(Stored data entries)
-- START --

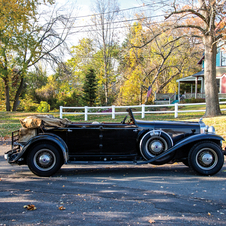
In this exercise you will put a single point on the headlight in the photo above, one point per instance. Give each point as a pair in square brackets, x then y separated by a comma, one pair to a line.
[211, 129]
[204, 128]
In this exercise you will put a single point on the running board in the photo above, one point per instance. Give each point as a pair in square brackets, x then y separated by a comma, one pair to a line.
[103, 162]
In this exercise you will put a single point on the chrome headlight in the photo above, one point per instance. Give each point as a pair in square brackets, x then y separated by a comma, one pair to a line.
[211, 129]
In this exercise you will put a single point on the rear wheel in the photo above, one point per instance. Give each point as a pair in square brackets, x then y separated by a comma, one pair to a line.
[206, 158]
[44, 160]
[152, 145]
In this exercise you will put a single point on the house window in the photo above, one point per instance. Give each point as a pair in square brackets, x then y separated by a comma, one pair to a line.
[218, 85]
[223, 58]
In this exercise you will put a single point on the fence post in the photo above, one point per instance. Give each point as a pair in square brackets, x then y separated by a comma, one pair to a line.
[86, 113]
[113, 111]
[143, 111]
[61, 111]
[176, 110]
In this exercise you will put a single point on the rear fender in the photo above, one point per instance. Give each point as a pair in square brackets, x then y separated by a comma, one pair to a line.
[42, 138]
[189, 140]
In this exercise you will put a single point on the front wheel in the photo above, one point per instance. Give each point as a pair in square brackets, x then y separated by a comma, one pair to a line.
[44, 160]
[206, 158]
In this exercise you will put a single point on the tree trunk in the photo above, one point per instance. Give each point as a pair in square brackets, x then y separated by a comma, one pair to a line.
[211, 91]
[18, 92]
[7, 99]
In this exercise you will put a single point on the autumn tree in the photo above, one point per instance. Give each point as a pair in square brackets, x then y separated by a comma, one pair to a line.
[90, 87]
[210, 30]
[155, 64]
[24, 42]
[105, 37]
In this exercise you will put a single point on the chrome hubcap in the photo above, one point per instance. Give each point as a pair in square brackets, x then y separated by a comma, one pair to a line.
[206, 158]
[156, 145]
[44, 159]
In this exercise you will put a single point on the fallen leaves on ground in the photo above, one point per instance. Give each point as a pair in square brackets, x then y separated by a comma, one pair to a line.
[151, 221]
[62, 208]
[30, 207]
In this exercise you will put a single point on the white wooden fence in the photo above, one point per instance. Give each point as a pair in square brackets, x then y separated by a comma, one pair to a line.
[111, 110]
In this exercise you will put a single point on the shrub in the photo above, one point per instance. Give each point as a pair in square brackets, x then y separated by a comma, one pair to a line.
[43, 107]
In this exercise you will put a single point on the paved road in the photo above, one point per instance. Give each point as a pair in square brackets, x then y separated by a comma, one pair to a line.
[112, 195]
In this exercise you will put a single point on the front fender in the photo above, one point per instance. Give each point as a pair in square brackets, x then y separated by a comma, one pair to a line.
[186, 141]
[45, 137]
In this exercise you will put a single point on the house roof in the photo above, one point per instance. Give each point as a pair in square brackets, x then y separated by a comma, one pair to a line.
[200, 73]
[188, 79]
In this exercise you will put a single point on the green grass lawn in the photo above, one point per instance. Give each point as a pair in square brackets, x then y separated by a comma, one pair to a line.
[9, 121]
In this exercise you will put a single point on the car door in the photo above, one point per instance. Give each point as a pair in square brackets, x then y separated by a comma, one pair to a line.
[119, 139]
[83, 139]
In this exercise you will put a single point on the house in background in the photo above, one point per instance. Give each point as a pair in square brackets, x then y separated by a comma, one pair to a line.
[196, 81]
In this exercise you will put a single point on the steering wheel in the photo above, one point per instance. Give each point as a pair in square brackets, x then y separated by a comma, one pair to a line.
[124, 120]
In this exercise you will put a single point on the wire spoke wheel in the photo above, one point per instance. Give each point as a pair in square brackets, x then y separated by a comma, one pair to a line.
[206, 158]
[44, 160]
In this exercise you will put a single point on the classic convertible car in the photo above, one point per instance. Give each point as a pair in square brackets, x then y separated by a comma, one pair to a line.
[46, 146]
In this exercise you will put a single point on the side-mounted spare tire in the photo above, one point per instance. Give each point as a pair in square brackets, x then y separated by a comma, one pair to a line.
[44, 160]
[206, 158]
[154, 143]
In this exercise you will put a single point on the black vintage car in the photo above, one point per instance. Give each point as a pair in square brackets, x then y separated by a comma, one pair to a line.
[131, 141]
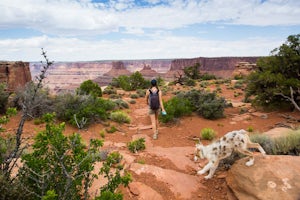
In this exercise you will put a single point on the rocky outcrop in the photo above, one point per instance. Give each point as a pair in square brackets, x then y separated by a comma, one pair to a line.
[243, 69]
[14, 74]
[219, 66]
[67, 76]
[273, 177]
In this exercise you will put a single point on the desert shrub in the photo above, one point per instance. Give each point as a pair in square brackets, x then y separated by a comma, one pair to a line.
[109, 90]
[176, 107]
[62, 166]
[120, 117]
[284, 145]
[136, 145]
[121, 103]
[239, 84]
[207, 76]
[115, 96]
[206, 104]
[108, 191]
[3, 97]
[190, 82]
[134, 96]
[250, 129]
[141, 92]
[12, 189]
[71, 107]
[208, 134]
[132, 101]
[204, 84]
[133, 82]
[89, 88]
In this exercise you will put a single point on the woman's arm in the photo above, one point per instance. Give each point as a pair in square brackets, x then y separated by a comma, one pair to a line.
[160, 101]
[147, 97]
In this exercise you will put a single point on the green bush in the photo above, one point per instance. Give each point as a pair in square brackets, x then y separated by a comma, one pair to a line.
[207, 76]
[284, 145]
[120, 117]
[206, 104]
[109, 90]
[134, 96]
[136, 145]
[141, 92]
[132, 101]
[70, 106]
[175, 108]
[208, 134]
[133, 82]
[89, 88]
[121, 103]
[62, 166]
[3, 97]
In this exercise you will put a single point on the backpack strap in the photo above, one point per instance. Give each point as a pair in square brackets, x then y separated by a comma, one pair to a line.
[152, 92]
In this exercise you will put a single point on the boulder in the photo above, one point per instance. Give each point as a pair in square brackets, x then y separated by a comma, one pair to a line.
[273, 177]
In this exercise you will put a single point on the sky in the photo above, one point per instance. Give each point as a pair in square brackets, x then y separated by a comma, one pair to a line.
[90, 30]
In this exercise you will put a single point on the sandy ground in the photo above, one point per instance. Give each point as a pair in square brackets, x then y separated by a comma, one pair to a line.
[172, 136]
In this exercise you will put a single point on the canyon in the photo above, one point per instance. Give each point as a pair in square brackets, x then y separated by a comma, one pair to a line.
[67, 76]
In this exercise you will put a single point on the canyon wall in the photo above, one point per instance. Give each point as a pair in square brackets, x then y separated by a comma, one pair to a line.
[67, 76]
[14, 74]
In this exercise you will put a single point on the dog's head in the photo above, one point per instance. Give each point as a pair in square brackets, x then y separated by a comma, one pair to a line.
[199, 151]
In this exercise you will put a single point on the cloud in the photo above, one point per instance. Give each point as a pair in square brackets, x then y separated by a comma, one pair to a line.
[73, 49]
[70, 18]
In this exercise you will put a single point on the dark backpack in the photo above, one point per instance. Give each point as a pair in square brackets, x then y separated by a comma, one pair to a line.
[154, 100]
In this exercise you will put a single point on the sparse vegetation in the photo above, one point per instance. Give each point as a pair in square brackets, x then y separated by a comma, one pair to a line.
[136, 145]
[120, 117]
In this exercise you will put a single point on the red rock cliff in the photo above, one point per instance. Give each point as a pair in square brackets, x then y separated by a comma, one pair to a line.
[14, 74]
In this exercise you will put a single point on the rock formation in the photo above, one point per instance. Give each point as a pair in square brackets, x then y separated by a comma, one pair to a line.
[14, 74]
[273, 177]
[243, 69]
[67, 76]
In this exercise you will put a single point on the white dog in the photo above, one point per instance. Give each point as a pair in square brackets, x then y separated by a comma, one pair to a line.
[222, 148]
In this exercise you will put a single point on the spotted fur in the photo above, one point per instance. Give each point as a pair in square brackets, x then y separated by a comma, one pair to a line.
[222, 148]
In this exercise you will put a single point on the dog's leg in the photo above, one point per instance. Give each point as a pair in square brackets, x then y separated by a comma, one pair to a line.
[257, 146]
[248, 153]
[212, 169]
[205, 168]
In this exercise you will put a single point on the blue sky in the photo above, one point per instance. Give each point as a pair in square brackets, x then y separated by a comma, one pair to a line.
[85, 30]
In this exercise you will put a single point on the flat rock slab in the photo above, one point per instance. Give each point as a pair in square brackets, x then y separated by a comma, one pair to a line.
[180, 183]
[273, 177]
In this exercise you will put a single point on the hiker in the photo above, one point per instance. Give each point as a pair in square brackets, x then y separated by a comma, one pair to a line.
[154, 100]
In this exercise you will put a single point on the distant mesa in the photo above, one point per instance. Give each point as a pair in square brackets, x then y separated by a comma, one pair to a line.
[14, 74]
[67, 76]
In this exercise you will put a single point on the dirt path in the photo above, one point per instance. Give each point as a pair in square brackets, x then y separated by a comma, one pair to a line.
[165, 169]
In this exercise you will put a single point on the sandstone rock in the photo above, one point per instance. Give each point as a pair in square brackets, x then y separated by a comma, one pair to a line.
[179, 183]
[243, 117]
[14, 74]
[143, 192]
[273, 177]
[278, 132]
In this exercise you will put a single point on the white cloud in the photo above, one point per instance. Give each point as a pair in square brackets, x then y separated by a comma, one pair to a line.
[72, 49]
[67, 17]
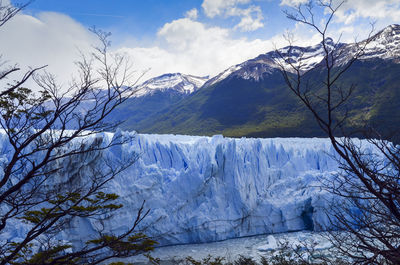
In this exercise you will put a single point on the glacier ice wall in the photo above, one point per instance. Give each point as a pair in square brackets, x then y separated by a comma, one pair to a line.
[203, 189]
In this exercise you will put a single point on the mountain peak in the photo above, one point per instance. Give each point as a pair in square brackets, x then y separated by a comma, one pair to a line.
[174, 82]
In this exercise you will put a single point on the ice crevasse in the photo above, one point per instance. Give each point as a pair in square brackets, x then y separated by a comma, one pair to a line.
[204, 189]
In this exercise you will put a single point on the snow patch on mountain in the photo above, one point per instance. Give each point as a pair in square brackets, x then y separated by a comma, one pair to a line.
[180, 83]
[383, 45]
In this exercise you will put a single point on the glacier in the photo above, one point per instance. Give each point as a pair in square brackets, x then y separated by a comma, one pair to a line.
[206, 189]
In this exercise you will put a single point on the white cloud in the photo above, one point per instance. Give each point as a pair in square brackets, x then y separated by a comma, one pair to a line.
[293, 3]
[50, 39]
[372, 9]
[193, 48]
[192, 14]
[250, 18]
[214, 8]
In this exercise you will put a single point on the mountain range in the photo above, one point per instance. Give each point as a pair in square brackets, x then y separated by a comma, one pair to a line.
[251, 99]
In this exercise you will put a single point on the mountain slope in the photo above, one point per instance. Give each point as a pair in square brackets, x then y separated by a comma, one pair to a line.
[252, 99]
[154, 96]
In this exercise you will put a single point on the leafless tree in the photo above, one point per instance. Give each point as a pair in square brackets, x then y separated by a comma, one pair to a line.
[53, 176]
[368, 185]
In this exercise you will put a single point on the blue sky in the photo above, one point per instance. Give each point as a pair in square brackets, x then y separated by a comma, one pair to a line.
[199, 37]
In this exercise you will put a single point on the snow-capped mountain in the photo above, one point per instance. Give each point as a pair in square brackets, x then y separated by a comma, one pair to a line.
[383, 45]
[267, 63]
[177, 82]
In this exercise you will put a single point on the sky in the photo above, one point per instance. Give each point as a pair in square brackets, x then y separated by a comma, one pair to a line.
[198, 37]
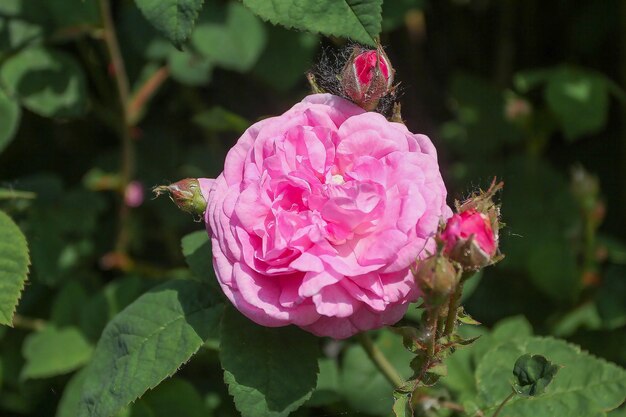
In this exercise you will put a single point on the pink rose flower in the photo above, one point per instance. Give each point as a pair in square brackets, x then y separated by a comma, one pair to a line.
[318, 215]
[470, 239]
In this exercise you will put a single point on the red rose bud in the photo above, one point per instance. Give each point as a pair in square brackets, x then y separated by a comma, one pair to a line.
[470, 239]
[186, 194]
[436, 277]
[367, 77]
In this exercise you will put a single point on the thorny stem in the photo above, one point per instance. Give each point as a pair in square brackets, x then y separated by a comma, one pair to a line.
[455, 299]
[27, 323]
[501, 406]
[123, 91]
[379, 359]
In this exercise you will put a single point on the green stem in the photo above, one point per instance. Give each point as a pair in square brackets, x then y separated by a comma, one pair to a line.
[455, 300]
[501, 406]
[127, 149]
[379, 359]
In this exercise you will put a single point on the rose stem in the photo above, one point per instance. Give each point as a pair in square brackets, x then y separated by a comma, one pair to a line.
[379, 359]
[455, 300]
[123, 92]
[501, 406]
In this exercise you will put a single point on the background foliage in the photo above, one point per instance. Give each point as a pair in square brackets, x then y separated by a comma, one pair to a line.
[529, 91]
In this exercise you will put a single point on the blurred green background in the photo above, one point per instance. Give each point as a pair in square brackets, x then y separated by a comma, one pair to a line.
[529, 91]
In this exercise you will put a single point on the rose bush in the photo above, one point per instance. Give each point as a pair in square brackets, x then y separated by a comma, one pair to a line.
[318, 215]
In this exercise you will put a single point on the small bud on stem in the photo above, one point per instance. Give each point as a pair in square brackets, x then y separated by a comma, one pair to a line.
[186, 194]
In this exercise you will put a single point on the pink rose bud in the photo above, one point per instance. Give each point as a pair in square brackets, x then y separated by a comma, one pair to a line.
[470, 239]
[186, 194]
[436, 277]
[367, 77]
[133, 195]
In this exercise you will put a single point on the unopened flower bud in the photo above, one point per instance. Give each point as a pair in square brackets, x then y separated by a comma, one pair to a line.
[186, 194]
[470, 239]
[436, 277]
[367, 77]
[133, 194]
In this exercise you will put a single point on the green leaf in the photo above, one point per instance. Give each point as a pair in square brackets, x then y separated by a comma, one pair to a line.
[173, 18]
[395, 12]
[580, 100]
[586, 386]
[218, 119]
[362, 385]
[327, 389]
[14, 261]
[359, 20]
[533, 374]
[9, 119]
[190, 68]
[48, 82]
[232, 38]
[294, 51]
[174, 397]
[52, 352]
[68, 405]
[146, 343]
[270, 372]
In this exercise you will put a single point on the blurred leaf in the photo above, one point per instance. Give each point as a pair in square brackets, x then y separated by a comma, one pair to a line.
[285, 368]
[73, 13]
[113, 298]
[533, 374]
[611, 298]
[197, 251]
[173, 397]
[362, 385]
[580, 100]
[68, 405]
[552, 267]
[190, 68]
[48, 82]
[52, 352]
[395, 11]
[232, 38]
[584, 316]
[217, 119]
[327, 389]
[146, 343]
[173, 18]
[481, 128]
[22, 22]
[359, 20]
[585, 386]
[287, 57]
[9, 119]
[14, 261]
[65, 310]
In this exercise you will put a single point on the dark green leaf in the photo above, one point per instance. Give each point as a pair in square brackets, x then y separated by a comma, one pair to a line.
[533, 374]
[363, 387]
[46, 81]
[217, 119]
[284, 371]
[580, 100]
[146, 343]
[9, 119]
[233, 39]
[585, 385]
[173, 18]
[14, 261]
[359, 20]
[190, 68]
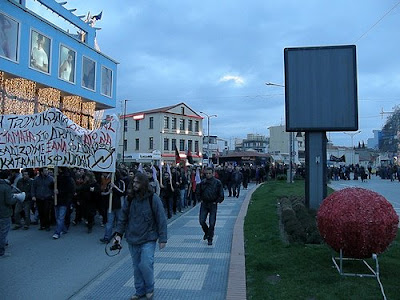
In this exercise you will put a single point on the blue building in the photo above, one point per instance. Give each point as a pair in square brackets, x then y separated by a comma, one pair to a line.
[43, 65]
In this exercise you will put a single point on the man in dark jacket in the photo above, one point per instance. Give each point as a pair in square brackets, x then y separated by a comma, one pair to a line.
[24, 185]
[237, 178]
[42, 194]
[65, 192]
[6, 203]
[210, 192]
[143, 221]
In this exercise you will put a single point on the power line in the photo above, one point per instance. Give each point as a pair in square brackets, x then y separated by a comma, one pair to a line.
[389, 11]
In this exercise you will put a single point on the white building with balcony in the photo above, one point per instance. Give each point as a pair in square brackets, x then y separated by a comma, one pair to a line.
[153, 135]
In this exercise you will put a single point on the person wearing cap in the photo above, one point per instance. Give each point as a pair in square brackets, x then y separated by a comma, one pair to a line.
[210, 192]
[24, 185]
[6, 203]
[43, 194]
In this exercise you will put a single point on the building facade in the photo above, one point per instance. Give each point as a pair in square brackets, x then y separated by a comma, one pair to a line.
[44, 65]
[279, 145]
[153, 136]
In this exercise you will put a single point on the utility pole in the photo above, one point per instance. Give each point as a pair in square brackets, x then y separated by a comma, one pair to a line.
[123, 133]
[208, 133]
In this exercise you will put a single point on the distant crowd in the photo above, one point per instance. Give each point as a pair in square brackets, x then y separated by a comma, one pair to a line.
[356, 172]
[80, 197]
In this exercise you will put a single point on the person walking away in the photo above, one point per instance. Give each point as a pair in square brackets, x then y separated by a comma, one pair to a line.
[118, 191]
[153, 182]
[143, 222]
[6, 203]
[42, 193]
[228, 179]
[167, 194]
[210, 192]
[237, 178]
[246, 177]
[24, 185]
[90, 192]
[183, 185]
[65, 192]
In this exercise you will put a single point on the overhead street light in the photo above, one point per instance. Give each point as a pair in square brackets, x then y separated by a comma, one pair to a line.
[123, 133]
[291, 140]
[352, 134]
[274, 84]
[208, 132]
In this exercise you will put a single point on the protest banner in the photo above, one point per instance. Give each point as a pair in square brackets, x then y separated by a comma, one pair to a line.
[51, 139]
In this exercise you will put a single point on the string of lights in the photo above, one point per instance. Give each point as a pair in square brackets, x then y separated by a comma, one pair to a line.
[21, 96]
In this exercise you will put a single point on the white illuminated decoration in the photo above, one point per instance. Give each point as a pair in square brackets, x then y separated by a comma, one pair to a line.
[51, 139]
[138, 117]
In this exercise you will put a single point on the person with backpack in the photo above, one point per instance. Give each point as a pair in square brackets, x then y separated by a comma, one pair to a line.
[210, 192]
[143, 222]
[117, 189]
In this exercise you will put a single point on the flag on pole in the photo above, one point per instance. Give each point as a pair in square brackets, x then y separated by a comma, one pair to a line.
[177, 157]
[190, 157]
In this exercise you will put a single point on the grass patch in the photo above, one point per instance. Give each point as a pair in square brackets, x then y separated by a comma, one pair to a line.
[276, 270]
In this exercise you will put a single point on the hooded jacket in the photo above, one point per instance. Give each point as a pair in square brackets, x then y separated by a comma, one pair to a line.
[142, 222]
[6, 199]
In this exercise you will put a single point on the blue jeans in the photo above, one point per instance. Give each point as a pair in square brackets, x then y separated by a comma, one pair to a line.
[5, 224]
[205, 209]
[143, 266]
[60, 212]
[111, 217]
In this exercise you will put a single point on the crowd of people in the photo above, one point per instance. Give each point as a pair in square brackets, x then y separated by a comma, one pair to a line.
[78, 197]
[356, 172]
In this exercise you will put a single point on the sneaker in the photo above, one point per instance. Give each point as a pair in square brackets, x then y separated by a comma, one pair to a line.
[149, 295]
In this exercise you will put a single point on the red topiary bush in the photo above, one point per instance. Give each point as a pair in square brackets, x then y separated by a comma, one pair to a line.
[358, 221]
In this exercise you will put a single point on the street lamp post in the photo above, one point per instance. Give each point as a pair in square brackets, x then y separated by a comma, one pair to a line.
[291, 141]
[208, 132]
[123, 134]
[352, 134]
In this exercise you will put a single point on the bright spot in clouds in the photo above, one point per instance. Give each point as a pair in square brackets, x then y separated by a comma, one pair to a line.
[237, 79]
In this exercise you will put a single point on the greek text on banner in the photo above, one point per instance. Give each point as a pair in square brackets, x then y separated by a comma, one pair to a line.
[51, 139]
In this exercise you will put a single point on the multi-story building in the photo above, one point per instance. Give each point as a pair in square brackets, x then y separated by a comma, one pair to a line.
[255, 142]
[153, 135]
[215, 146]
[43, 65]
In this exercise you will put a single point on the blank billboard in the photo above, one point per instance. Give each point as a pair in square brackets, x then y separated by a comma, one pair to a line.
[321, 88]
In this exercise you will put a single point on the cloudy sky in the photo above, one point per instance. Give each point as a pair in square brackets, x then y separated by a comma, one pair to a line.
[216, 55]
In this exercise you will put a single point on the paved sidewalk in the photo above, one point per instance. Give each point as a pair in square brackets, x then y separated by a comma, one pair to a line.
[187, 268]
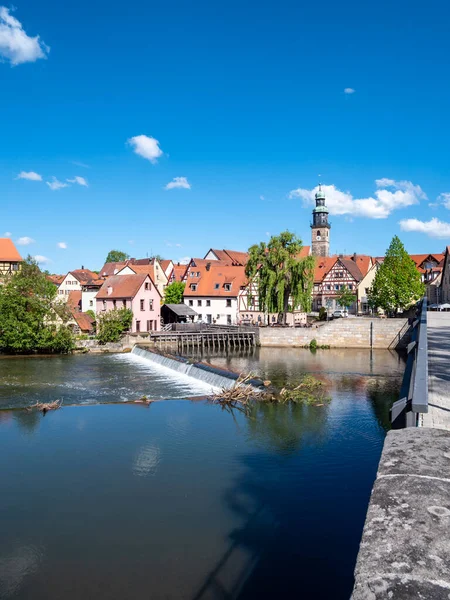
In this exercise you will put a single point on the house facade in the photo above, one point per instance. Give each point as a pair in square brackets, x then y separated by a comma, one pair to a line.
[10, 259]
[74, 281]
[135, 292]
[212, 290]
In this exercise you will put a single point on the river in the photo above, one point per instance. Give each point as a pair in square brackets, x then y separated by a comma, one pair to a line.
[181, 499]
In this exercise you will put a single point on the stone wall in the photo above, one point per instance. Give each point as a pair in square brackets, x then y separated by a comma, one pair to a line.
[341, 333]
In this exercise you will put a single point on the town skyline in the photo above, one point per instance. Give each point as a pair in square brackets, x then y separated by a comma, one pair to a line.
[157, 146]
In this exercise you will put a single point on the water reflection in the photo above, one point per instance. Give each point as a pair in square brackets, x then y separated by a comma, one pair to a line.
[22, 562]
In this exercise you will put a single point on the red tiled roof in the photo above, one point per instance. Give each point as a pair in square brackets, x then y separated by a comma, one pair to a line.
[211, 281]
[122, 286]
[74, 300]
[8, 252]
[85, 322]
[84, 275]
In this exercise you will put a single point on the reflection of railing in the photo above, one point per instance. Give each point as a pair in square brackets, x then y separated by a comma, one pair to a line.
[414, 393]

-- END --

Requirement: Exactly those lines that run from the line holding "the paved sidewalk" to the end of the listing above, both included, are to be reproduced, with pictures left out.

Answer to this exercise:
In this exercise you will put a single point on the paved sidewalk in the photo above, one point per instance. Give each point as a pair in square brackets, x then y separated by a comma, one pair to a line.
[187, 268]
In this exercise you will put a single point on the house facade in the photo above, one point per instance. Give each point as a pair in square brackets, x then y separated by a comma, one pair to a line.
[10, 259]
[74, 281]
[135, 292]
[212, 290]
In this exercise you will put a single point on the river in the photo above, one point per instance. Give each point as a pair in square brackets, x then y separated by a comma, one pair to a line.
[181, 499]
In this exercise you will put a single point on the stone wall in the photo above, one point per instance. Give each point as a pair in square brackets, x then y separated by a comma, one pair to a line.
[341, 333]
In this exercise you will put a single point on the town skyline in the photo above, one point per instance. Give each point as a pair in square brackets, x then y separated by a comma, one pair to a line.
[157, 146]
In this exercise you will put a single point on the water reflection in the photo above, one point per instance. Give each point as a pair in square brackets, x then y separated by a comma, one pair to a line.
[22, 562]
In this exercise you will put a single point on the red tiled roof in the photo above, one point per instance. Give each point as a pair in square brackets, x then y separated by a comma, one pair to a line.
[211, 281]
[122, 286]
[74, 300]
[8, 252]
[85, 322]
[84, 275]
In this exercise you will put a single point on the reflection of railing in the photo above, one point per instance. Give each point as a pair in square brackets, x then y separated by a comma, one pair to a line.
[414, 393]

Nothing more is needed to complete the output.